# WORK REQUEST:
Report the count of lines with "colon" in the data below, and no other words.

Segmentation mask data
————

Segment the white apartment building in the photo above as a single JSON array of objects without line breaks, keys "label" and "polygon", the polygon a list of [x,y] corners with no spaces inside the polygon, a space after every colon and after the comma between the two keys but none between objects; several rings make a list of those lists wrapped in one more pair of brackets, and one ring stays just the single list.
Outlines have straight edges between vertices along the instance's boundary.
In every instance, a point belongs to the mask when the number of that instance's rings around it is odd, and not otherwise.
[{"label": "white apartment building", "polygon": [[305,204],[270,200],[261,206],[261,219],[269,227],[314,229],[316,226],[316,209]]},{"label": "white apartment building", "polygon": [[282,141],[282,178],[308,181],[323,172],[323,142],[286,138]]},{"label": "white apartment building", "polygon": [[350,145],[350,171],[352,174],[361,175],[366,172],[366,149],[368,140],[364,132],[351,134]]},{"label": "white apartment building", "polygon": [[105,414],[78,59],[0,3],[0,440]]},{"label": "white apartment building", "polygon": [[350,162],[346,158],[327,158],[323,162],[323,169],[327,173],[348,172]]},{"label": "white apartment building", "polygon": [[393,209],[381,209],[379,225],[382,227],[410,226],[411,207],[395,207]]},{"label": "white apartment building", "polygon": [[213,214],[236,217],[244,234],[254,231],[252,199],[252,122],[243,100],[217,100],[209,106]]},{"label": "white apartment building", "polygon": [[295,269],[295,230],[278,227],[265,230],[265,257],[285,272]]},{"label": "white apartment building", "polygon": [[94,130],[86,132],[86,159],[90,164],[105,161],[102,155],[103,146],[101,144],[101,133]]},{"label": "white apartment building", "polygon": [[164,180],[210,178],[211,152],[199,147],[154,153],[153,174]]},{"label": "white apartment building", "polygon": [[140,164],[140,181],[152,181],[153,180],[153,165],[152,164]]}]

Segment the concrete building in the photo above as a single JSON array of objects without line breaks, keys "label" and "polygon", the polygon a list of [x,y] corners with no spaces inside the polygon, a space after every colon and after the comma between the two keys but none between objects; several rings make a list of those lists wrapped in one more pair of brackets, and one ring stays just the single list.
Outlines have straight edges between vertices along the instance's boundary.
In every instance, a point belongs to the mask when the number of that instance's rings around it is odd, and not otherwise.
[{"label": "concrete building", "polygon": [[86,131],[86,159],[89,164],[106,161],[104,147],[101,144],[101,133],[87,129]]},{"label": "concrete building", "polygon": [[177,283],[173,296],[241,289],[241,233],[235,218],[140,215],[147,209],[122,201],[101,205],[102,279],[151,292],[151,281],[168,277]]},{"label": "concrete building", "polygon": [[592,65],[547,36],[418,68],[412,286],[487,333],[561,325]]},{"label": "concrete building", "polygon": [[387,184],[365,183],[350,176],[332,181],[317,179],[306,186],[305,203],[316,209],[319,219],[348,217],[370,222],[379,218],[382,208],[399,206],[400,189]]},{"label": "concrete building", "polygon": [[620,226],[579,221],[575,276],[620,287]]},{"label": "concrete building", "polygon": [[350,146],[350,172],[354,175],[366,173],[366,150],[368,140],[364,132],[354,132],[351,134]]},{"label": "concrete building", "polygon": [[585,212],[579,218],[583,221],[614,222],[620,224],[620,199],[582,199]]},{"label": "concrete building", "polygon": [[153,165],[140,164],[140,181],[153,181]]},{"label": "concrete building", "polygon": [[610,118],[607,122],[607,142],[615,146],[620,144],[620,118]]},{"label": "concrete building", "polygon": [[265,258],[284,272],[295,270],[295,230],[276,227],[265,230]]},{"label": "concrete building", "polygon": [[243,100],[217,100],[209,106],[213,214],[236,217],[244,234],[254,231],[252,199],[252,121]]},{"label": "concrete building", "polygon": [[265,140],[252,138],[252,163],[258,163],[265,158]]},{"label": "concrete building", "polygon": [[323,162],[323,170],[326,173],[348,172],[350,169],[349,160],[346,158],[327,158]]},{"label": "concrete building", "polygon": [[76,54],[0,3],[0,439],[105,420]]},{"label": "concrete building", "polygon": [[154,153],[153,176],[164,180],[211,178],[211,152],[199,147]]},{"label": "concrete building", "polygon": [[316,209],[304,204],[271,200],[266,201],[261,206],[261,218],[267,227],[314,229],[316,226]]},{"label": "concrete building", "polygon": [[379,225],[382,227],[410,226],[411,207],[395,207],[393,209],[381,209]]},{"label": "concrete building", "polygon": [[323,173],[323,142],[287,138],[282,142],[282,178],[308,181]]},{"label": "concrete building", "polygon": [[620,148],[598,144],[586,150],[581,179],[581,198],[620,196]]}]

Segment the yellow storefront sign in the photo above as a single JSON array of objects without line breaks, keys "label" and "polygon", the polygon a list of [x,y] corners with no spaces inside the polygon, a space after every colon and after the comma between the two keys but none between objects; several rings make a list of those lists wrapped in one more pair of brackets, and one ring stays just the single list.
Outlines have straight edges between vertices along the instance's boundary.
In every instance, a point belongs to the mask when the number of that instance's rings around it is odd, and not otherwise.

————

# SOLUTION TO THIS TASK:
3